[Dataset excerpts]

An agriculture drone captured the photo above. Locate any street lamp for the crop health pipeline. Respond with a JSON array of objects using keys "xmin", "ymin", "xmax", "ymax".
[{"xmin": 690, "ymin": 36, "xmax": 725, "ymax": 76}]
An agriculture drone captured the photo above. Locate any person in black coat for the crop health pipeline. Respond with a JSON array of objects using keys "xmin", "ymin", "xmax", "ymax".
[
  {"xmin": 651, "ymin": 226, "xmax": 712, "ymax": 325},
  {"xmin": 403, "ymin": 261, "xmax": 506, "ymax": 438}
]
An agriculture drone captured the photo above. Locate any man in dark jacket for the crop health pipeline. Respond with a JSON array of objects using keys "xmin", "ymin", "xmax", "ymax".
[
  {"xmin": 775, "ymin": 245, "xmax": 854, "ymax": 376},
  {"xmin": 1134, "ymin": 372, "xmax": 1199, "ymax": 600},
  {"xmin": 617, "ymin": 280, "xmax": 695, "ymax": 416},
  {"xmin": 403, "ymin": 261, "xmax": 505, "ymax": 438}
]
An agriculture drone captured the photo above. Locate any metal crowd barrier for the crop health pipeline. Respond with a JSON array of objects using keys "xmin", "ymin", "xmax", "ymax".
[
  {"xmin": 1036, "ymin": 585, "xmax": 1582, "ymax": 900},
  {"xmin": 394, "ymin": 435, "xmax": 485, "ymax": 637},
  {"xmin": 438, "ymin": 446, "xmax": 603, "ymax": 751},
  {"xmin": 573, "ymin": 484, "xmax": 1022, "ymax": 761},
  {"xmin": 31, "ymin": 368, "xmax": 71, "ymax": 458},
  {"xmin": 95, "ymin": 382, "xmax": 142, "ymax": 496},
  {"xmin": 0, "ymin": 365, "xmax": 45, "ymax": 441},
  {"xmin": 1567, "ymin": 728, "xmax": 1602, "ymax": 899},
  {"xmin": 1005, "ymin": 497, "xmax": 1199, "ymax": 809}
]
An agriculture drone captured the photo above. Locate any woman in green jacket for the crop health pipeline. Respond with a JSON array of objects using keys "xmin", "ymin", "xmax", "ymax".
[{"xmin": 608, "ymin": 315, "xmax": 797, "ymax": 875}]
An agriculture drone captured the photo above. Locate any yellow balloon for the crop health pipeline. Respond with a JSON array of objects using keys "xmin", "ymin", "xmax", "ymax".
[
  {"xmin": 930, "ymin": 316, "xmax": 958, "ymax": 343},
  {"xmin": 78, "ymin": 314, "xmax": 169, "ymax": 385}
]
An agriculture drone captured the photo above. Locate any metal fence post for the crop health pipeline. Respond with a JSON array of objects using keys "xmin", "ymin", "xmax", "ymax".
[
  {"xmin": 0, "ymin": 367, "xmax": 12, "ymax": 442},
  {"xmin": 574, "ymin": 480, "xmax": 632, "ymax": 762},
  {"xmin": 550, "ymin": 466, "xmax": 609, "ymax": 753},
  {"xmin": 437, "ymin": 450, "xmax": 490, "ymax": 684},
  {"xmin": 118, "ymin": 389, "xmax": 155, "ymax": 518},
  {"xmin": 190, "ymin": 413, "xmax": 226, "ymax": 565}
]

• **Task brief**: Set every record down again, exactly as given.

• **Answer section**:
An agriculture drone captured the photo above. Locate any street lamp for the crop health pipeline. Respond with a JSON array of objects using keys "xmin", "ymin", "xmax", "ymax".
[{"xmin": 690, "ymin": 36, "xmax": 725, "ymax": 76}]
An agriculture drone captured the photo above. Locate any person in black coat for the crop health pipeline. Respond with a JSON array of objects using keys "xmin", "ymin", "xmax", "ymax".
[
  {"xmin": 651, "ymin": 226, "xmax": 712, "ymax": 325},
  {"xmin": 403, "ymin": 261, "xmax": 506, "ymax": 438}
]
An agriculture drone captured the photo above. Locate any man in dark jacket for the crop health pipeline. Respond with a JSON array of objects using keys "xmin", "ymin", "xmax", "ymax".
[
  {"xmin": 775, "ymin": 245, "xmax": 854, "ymax": 376},
  {"xmin": 1134, "ymin": 372, "xmax": 1199, "ymax": 600},
  {"xmin": 617, "ymin": 280, "xmax": 695, "ymax": 416},
  {"xmin": 403, "ymin": 261, "xmax": 505, "ymax": 438}
]
An agriculture drone captured the photo above. Locate any metal crowd barrier for the crop health pipeline. Respond with a JSON array of objects using keys "xmin", "ymin", "xmax", "ymax".
[
  {"xmin": 1036, "ymin": 585, "xmax": 1582, "ymax": 900},
  {"xmin": 394, "ymin": 435, "xmax": 485, "ymax": 637},
  {"xmin": 438, "ymin": 446, "xmax": 603, "ymax": 751},
  {"xmin": 573, "ymin": 484, "xmax": 1022, "ymax": 761},
  {"xmin": 31, "ymin": 368, "xmax": 71, "ymax": 458},
  {"xmin": 95, "ymin": 382, "xmax": 142, "ymax": 496},
  {"xmin": 0, "ymin": 365, "xmax": 45, "ymax": 441},
  {"xmin": 1567, "ymin": 728, "xmax": 1602, "ymax": 899},
  {"xmin": 1005, "ymin": 497, "xmax": 1199, "ymax": 809}
]
An agriculture drone captured the photo above. Locate any woman in green jacket for the crop health pipeline. Respond with a JSON array of objects using keys "xmin", "ymin", "xmax", "ymax".
[{"xmin": 608, "ymin": 315, "xmax": 797, "ymax": 875}]
An agriculture drone captured the photo above. Locate any yellow balloon for the crop health pipeline. Respond with a JSON array of objects using keys "xmin", "ymin", "xmax", "ymax".
[
  {"xmin": 930, "ymin": 316, "xmax": 958, "ymax": 343},
  {"xmin": 78, "ymin": 314, "xmax": 169, "ymax": 385}
]
An agriculture drone captured the photo above. Locate any metal fence post for the crop health pipeline. Respond with a JSON array of objects using keys "xmin", "ymin", "xmax", "ymax".
[
  {"xmin": 0, "ymin": 367, "xmax": 12, "ymax": 442},
  {"xmin": 574, "ymin": 480, "xmax": 632, "ymax": 762},
  {"xmin": 550, "ymin": 466, "xmax": 609, "ymax": 753},
  {"xmin": 437, "ymin": 450, "xmax": 490, "ymax": 684},
  {"xmin": 118, "ymin": 389, "xmax": 155, "ymax": 518},
  {"xmin": 190, "ymin": 413, "xmax": 226, "ymax": 565}
]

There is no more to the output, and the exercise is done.